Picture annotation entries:
________________________________________

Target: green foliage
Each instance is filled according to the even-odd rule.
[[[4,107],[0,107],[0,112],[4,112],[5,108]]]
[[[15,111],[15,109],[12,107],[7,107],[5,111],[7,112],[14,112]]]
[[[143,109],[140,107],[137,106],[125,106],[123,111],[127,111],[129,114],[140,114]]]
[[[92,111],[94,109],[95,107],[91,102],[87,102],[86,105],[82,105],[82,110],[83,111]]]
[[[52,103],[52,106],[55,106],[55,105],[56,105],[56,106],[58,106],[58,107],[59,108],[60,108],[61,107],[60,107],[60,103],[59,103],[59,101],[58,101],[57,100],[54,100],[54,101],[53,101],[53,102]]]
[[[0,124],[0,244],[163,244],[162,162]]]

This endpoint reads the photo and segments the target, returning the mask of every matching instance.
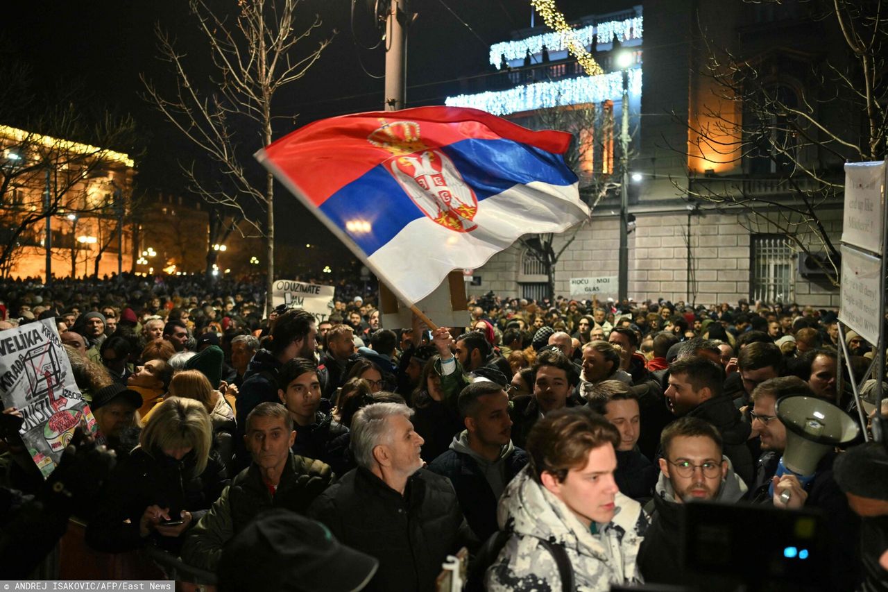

________________________________________

Exercise objective:
Retype each of the rows above word for word, leaving out the pictures.

Correct answer:
Target: green foliage
Each instance is filled according to the even-odd rule.
[[[4,107],[0,107],[0,112],[4,112],[5,108]]]
[[[15,111],[15,109],[12,107],[7,107],[5,111],[7,112],[14,112]]]
[[[143,109],[140,107],[137,106],[125,106],[123,111],[127,111],[129,114],[140,114]]]
[[[92,111],[94,109],[95,107],[91,102],[87,102],[86,105],[82,105],[82,110],[83,111]]]
[[[52,103],[52,106],[55,106],[55,105],[56,105],[56,106],[58,106],[58,107],[59,108],[60,108],[61,107],[60,107],[60,103],[59,103],[59,101],[58,101],[57,100],[54,100],[54,101],[53,101],[53,102]]]
[[[0,124],[0,244],[163,244],[162,162]]]

This endpoint reads the photo and segments the target, returning the mask of every matching instance.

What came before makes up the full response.